Saved entries
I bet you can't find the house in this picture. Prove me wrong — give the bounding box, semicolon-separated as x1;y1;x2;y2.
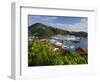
40;38;48;43
28;36;35;41
51;47;59;55
65;35;77;41
48;34;87;52
75;47;85;54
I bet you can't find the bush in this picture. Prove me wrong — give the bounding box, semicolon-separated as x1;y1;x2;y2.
28;39;88;66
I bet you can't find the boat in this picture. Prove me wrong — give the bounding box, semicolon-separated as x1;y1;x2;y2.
72;40;80;43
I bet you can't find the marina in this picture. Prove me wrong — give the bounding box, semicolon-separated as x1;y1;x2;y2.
48;34;87;51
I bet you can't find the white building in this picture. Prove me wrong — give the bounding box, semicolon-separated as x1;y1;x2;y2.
48;34;81;50
28;36;35;41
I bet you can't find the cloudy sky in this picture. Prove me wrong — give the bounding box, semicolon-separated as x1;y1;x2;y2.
28;15;88;32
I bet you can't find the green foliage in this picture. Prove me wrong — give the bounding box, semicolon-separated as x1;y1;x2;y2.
28;23;87;38
28;39;88;66
28;23;54;37
28;39;52;66
70;31;88;37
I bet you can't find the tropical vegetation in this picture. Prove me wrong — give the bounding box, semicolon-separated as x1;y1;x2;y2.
28;38;88;66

• **Task to carry out**
All of the records above must be copied exactly, except for the pictures.

• **Written solution**
I bet you can't find the house in this picture. Prove me wrong — give the bounding box, semicolon-separated as x1;y1;x2;y2.
40;38;48;43
28;36;35;41
51;47;59;55
65;35;77;41
48;34;87;52
75;47;85;54
I bet you can't find the bush in this picture. Prove me wrong — give the bounding box, semicolon-separated as x1;y1;x2;y2.
28;39;88;66
I bet you can't find the boat in this picture. Prove me wrong — give the bounding box, semicolon-separated as x1;y1;x2;y2.
72;40;80;43
I bet you can't find the marina in this picture. Prove me wrong — give the bounding box, semicolon-separated as x1;y1;x2;y2.
48;34;87;51
I bet you can't find the white building in this picture. Prove me wrong — give the bounding box, semicolon-separated as x1;y1;x2;y2.
48;34;81;50
28;36;35;41
I bet you can't find the cloudy sky in this picture. Prove me wrong — give the bounding box, semicolon-separated as x1;y1;x2;y2.
28;15;88;32
I bet you can't find the green foliage in this picture. Prove me wrong — give the bounding box, semicolon-separated as x1;y1;x2;y2.
28;23;87;38
28;39;88;66
28;23;54;37
28;39;52;66
70;31;88;37
I bet you can't find the tropical vegetation in this picture. Prove me wrong — give the bounding box, semicolon-separated as x1;y1;x2;y2.
28;38;88;66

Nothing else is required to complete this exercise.